**Extracted material:**
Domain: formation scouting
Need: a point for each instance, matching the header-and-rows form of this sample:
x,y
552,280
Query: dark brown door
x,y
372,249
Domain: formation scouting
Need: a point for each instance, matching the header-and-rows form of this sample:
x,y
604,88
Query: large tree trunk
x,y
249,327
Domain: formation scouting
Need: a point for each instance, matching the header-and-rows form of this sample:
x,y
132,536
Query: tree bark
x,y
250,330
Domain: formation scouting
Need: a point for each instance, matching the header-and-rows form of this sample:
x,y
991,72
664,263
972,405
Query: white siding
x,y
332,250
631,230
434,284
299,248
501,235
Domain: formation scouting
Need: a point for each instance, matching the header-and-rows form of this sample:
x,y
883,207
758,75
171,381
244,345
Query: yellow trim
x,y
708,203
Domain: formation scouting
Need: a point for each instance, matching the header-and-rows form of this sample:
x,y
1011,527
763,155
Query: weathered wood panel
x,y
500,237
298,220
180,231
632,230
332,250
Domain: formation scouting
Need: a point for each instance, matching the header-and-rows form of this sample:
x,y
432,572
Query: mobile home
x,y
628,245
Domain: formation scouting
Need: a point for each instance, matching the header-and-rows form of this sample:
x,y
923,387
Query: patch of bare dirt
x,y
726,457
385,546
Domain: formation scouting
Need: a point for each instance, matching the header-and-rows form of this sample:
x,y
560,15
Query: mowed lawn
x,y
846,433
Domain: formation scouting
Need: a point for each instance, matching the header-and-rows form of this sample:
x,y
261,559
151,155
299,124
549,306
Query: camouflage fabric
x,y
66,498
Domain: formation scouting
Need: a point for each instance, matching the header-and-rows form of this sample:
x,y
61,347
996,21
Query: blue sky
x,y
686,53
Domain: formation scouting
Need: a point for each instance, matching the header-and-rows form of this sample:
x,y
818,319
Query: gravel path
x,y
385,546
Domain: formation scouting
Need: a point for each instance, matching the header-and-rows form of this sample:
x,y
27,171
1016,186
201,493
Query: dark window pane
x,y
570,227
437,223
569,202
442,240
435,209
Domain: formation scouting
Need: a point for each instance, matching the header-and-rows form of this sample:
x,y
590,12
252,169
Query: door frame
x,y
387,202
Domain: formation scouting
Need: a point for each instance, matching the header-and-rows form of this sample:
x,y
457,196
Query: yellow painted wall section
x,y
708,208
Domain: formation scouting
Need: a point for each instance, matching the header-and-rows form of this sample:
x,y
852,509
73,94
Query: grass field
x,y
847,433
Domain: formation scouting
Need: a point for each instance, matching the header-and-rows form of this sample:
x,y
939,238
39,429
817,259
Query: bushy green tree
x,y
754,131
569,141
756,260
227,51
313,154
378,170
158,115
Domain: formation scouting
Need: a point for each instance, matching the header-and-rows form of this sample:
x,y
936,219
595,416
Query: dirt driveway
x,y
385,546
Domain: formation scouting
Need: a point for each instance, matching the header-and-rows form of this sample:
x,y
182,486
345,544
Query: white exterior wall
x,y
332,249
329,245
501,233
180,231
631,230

**Your instructions:** Output the whole listing exactly, leaving nothing out.

**Task response:**
Domain: formation scouting
Need: a point for each instance, matching the header-and-rows form of this sample:
x,y
552,280
Query: dark brown door
x,y
372,249
Domain: formation scouting
Need: a point for each instance, matching the header-and-rows form of this sample:
x,y
604,88
Query: large tree trunk
x,y
249,327
Domain: formation scouting
Need: a point for each instance, matching the header-and-rows form of this sample:
x,y
132,536
Query: tree bark
x,y
250,330
Domain: formation scouting
Need: a point for each instance, matching the header-and-rows form of this sample:
x,y
991,72
664,263
972,405
Query: white siding
x,y
332,250
631,230
434,284
299,248
501,235
Domain: formation scouting
Need: a point for each instance, matching the header-and-rows form of this sample:
x,y
883,207
758,75
171,381
244,345
Query: yellow trim
x,y
708,203
Domain: formation scouting
Need: a point for each instance, matching the header-and-rows form of this sample:
x,y
1011,527
763,155
Query: weathered wood panel
x,y
500,237
298,220
180,231
632,230
332,250
Domain: formation scouting
Need: a point for each instance, matching the header-and-rows form of this sample:
x,y
432,572
Query: mobile home
x,y
628,245
Domain: formation scouting
Need: a point for each instance, matching the header-and-rows form of this sample:
x,y
923,387
Query: patch of bare dirt
x,y
726,457
385,546
Domain: formation scouting
Need: a point for each instance, matching the header-and-rows form of this sample:
x,y
560,15
Query: mowed lawn
x,y
846,433
Domain: formation scouting
Need: a point for each instance, matching the header-and-rows form of this sample:
x,y
261,559
151,155
299,124
549,306
Query: camouflage fabric
x,y
66,498
Domain: formation scouting
Need: a point for each instance, matching the header-and-rows form of this sample:
x,y
61,347
996,21
Query: blue sky
x,y
686,53
Domain: formation scouting
Need: a point for each instance, matching the header-and-rows form of this sample:
x,y
818,319
Query: gravel path
x,y
385,546
Domain: formation scouting
Need: a point for each instance, matching the header-and-rows form of this sample:
x,y
27,171
1016,186
201,493
Query: dark window pane
x,y
570,227
437,223
569,202
442,240
435,209
Domain: formation scouting
Need: a point for each instance, matching the header-and-rows form of this sample:
x,y
590,12
252,169
Query: door frame
x,y
387,202
Domain: formation scouting
Need: a point for each instance, matching the header-and-rows form of this sample:
x,y
457,196
Query: yellow painted wall section
x,y
708,208
Domain: formation scouting
Need: a point for each instance, matching the header-and-rows form of this sample:
x,y
852,509
73,94
Query: grass field
x,y
847,433
Domain: formation scouting
Need: a point for each instance, matching the header-and-rows form of this sample:
x,y
939,238
39,429
817,259
Query: bushy green tree
x,y
754,131
569,141
756,260
227,51
313,154
378,170
158,115
Domain: formation scouting
Need: a point for each instance, matching the header-and-rows form of this sample:
x,y
936,219
595,416
Query: dirt driveway
x,y
385,546
Domain: formation scouting
Need: a point for each instance, matching the header-and-rows form of this sample:
x,y
182,486
345,544
Query: white exterior wall
x,y
332,249
329,245
501,233
180,231
631,230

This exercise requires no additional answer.